[Required task]
Set down the lines of the material below word for word, leaving out the pictures.

* Start Source material *

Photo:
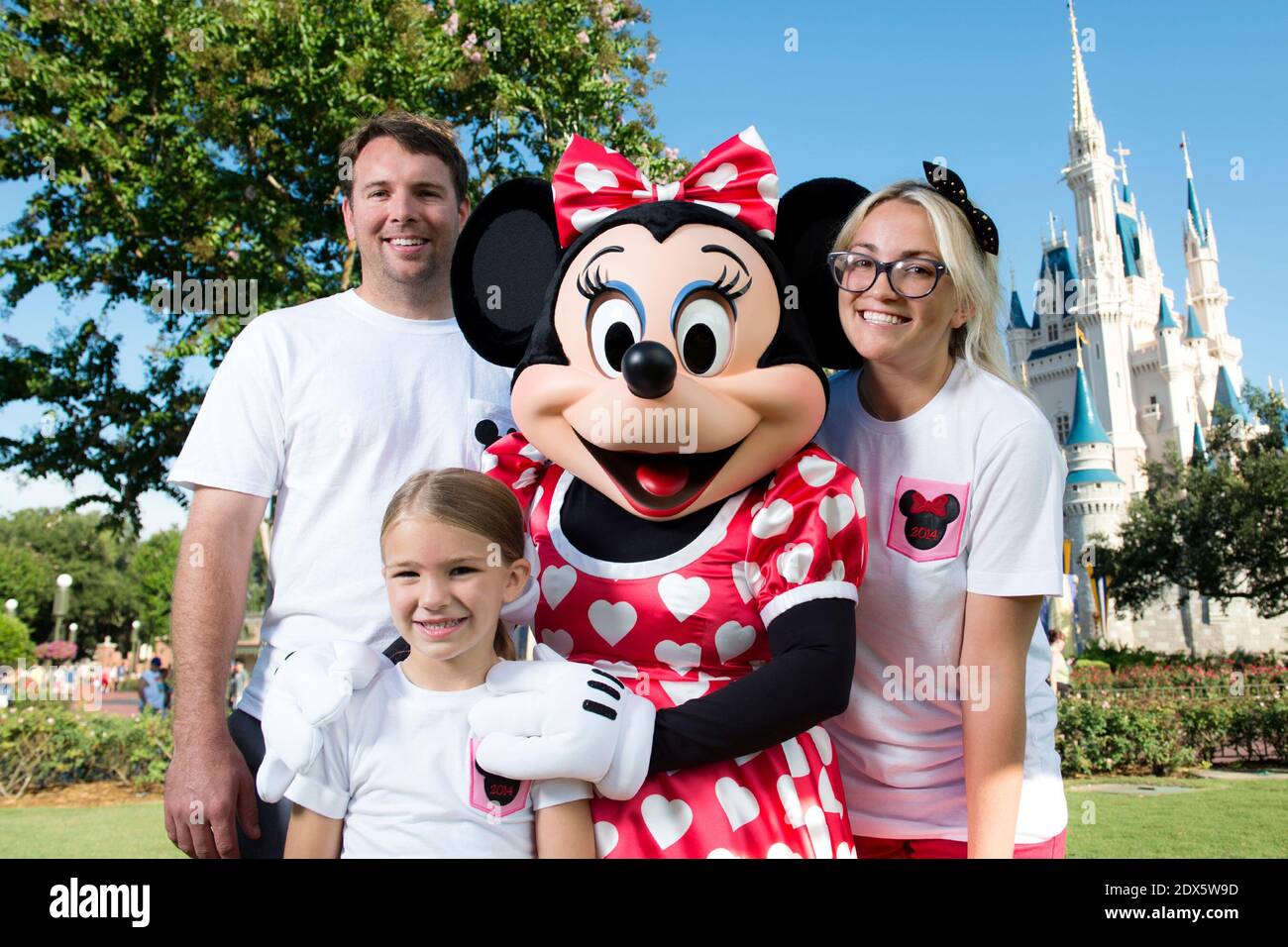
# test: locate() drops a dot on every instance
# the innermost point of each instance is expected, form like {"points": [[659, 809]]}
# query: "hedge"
{"points": [[1116, 732], [46, 744]]}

* End Source material *

[Worked answer]
Photo:
# test: locate() drops a dot on every instance
# the innermost point of each instance is expected, form like {"points": [[659, 809]]}
# query: "hedge"
{"points": [[1116, 732], [46, 744]]}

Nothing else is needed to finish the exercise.